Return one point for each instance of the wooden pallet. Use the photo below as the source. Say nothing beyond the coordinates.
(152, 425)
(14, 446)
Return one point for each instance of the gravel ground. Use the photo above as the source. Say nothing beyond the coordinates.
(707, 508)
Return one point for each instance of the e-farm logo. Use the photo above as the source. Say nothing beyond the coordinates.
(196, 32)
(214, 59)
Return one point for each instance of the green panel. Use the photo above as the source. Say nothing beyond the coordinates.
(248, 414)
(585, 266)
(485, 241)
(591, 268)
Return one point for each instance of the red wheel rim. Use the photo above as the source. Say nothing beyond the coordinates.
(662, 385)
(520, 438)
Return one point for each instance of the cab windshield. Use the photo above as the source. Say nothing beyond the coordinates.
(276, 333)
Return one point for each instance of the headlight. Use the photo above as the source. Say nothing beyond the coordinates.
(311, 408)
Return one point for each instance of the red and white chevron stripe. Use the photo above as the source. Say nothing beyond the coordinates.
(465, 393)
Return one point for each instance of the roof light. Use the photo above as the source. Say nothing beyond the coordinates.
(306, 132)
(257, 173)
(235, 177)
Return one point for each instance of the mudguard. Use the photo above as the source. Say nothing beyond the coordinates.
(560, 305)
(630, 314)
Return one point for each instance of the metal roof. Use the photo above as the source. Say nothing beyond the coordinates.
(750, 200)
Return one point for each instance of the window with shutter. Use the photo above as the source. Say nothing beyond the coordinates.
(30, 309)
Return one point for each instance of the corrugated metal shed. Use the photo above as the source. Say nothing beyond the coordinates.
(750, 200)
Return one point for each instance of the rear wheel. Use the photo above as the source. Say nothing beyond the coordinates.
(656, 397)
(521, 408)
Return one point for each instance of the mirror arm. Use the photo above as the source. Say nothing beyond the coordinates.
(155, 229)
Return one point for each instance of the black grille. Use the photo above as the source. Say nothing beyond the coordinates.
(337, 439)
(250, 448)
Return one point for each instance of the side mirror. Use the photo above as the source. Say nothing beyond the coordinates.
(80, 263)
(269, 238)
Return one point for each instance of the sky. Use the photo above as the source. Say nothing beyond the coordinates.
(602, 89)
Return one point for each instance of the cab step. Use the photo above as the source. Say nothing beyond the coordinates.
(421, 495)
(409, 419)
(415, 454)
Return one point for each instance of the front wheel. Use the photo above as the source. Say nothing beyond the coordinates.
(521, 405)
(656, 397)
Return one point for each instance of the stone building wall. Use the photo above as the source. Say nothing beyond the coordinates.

•••••

→ TASK OBJECTIVE: Exact copies of every record above are required.

→ ANSWER TO THIS EXERCISE:
Return one point for each instance of the wooden pallet. Use the photo below as the source. Say nothing beyond the coordinates.
(152, 425)
(14, 446)
Return one point for each instance of the gravel ground. Use the photo above as the source. Say nothing beyond the coordinates.
(707, 508)
Return one point for each instance of the e-farm logo. Use the photo above as the source. Say nothing beyond the coordinates.
(196, 32)
(214, 59)
Return one point for each instance of the green panel. Use the photo above as the source. Say nothing beyond the coordinates.
(248, 414)
(585, 266)
(485, 241)
(591, 268)
Return one point for each instance of the red wheel rim. Use the photo above as the source. Say nothing beyond the coordinates.
(662, 385)
(520, 438)
Return one point for each instance of the cab windshield. Use the photo above as the source. Say nothing beyond the coordinates.
(276, 333)
Return one point for each instance of the headlight. Use the photo above as the source. Say nothing beyond the coordinates.
(311, 408)
Return one point for each instance of the red and white chevron stripe. Use the photo above as the source. Say nothing beyond the coordinates.
(465, 393)
Return one point for each instance of the roof light. Use the photo above as the source. Say nothing beyond the coordinates.
(306, 132)
(257, 173)
(235, 177)
Return one point for each instance of the mudguard. Use the photo above as the source. Say nothing beyond the coordinates.
(560, 305)
(630, 314)
Return one point for each instance of the metal roof. Use the photo above as the source. Say nothing beyond the coordinates.
(750, 200)
Return one point for each instance of the window with shutter. Use the photo above as the source. Say nothing beyond the coordinates.
(30, 309)
Return one point for each instance of the corrugated metal shed. Use the photo above as the source. Say nothing beyond the coordinates.
(750, 200)
Return one point for each instance of the rear wheel. Use the photo above as the source. Say nothing beyond the coordinates.
(656, 397)
(521, 408)
Return one point for each instance of the mirror arm. Use the photo above as the source. Say nothing beyond the coordinates.
(155, 229)
Return one point for each instance of the black grille. Use the photo above as the source. Say nothing beyond the coordinates.
(337, 439)
(250, 448)
Return one point for each instance of the side mirror. Use the photo above as the source. Say nothing beyond the coordinates.
(80, 263)
(269, 238)
Return one point for each instance of the sky. Use the photo above as the source. Say nothing beyond the coordinates.
(602, 89)
Return one point for each instance of the cab step. Use the photo above as the source. Say nothing beyond the coordinates.
(421, 495)
(409, 419)
(415, 454)
Return one point for each instance of the front wheel. Use the photo above as the source. Say nothing beyond the coordinates.
(521, 405)
(656, 397)
Return one point for each instance of the stone building wall. Use the photo above as the source. Say nothing beyond the coordinates.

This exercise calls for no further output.